• What you should do
Please rewrite the part of the material that opens with the line containing "Check that each instance of the framed" and runs through the end of the material, changing "pin" to "marker" everywhere in it and leaving everything else unchanged. Return only that part.

• Task material
────────────────────────────────────────
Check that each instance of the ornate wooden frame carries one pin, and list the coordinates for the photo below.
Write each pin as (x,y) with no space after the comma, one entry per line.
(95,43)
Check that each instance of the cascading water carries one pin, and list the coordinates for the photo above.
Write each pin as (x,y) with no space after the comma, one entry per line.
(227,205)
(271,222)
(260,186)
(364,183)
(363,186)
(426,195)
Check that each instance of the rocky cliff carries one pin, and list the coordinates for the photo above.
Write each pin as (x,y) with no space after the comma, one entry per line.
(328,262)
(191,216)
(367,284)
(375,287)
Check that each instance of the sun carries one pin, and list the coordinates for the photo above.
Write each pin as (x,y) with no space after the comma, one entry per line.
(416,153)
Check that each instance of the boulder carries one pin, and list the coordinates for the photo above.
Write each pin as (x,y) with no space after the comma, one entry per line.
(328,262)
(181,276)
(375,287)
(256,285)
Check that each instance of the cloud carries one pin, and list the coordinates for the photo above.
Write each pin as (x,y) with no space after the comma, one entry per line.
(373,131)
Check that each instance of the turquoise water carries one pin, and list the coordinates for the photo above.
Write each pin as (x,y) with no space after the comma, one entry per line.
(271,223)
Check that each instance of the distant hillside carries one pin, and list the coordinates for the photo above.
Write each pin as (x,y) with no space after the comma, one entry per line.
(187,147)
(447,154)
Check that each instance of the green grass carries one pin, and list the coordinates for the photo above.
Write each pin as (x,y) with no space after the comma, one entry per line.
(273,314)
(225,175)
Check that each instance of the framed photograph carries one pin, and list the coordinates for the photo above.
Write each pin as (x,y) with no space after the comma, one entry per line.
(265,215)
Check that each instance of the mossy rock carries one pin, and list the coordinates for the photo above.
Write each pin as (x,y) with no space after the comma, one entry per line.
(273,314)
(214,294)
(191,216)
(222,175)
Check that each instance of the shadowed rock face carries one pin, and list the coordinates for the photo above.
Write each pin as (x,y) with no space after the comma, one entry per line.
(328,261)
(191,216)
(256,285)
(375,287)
────────────────────────────────────────
• Task response
Check that each instance of the framed photograph carries one marker, and list the coordinates for the photo above.
Write each marker as (x,y) with no space after the comma, one entry per line.
(265,215)
Check that each instance of the mossy rock carries one marker, and list the coordinates for the photo above.
Write each marker as (x,y) with no space after the comma, one entry per line.
(273,314)
(214,294)
(191,216)
(222,175)
Check that each instance of the shadowed rock face carries one marker, and list the coordinates for the photo above.
Write each marker as (x,y) with no space after the comma, one entry per line.
(328,261)
(191,216)
(256,285)
(375,287)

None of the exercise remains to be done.